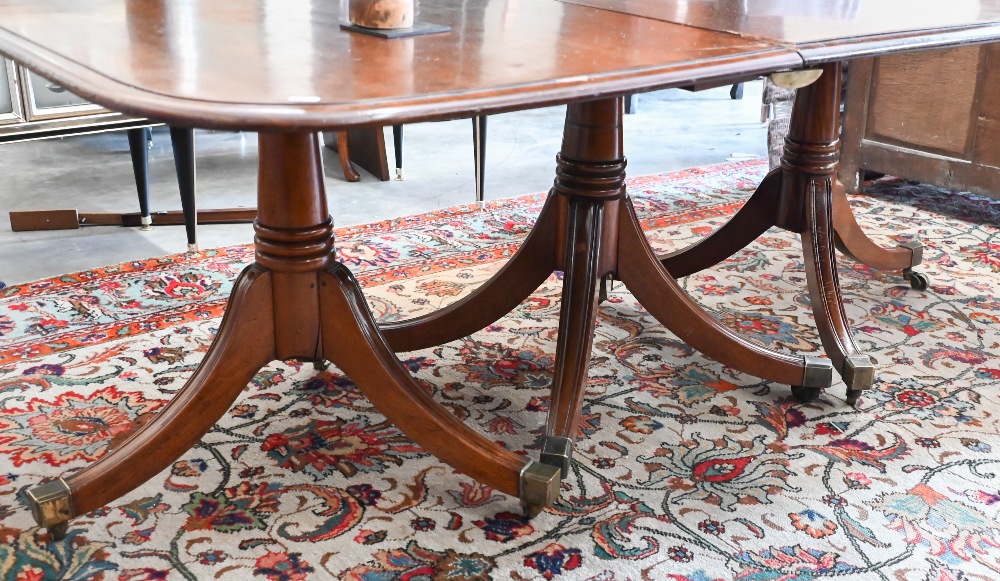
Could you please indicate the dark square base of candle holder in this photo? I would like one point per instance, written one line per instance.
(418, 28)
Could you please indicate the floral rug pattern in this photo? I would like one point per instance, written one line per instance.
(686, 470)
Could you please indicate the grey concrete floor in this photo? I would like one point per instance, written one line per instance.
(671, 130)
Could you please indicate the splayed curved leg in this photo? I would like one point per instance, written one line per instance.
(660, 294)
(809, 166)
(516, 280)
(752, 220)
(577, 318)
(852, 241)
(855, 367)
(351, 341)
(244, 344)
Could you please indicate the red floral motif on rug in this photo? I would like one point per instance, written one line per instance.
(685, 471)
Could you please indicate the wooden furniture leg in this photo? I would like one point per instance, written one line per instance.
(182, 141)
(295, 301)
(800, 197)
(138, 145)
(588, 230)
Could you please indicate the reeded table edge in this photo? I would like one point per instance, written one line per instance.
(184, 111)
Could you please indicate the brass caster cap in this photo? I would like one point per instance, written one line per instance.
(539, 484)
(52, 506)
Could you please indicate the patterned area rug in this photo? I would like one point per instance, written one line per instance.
━━━
Print the records above exactly as they stand, but leave out the pictures.

Could you please indicate the dark square base of candle holder in this photo? I would like one point per instance, written one line per instance.
(418, 28)
Could you please indicate the floral rug pattern in this photo? I would like one point per instance, written one line per instance.
(686, 470)
Could you please indicate the grey concrete floor in this photo? I would like one point per instance, written one line per instance.
(671, 130)
Could you please indicate the splayed curved leg in this photo? I would like one point per instance, written one line per instance.
(660, 294)
(809, 166)
(516, 280)
(752, 220)
(577, 318)
(852, 241)
(855, 367)
(351, 341)
(244, 344)
Could you please indicate the red floral motif on rug in this photo? I would like one point per instance, written one line per instance.
(685, 471)
Could you please indicate the wooden furniture leg in this photo? I would like one point per instance, written one line per instance.
(182, 141)
(295, 301)
(800, 197)
(138, 145)
(588, 230)
Could you please indicate the reeded table edge in this photo? I would like one point per instance, written one line per instance.
(184, 111)
Could you please indicate the brass caster cap in this photo? I would like one point per instance, written one line per instance.
(539, 484)
(52, 506)
Could you please indicate the patterned area rug in this photo? I would like one point per instance, written one line per instance.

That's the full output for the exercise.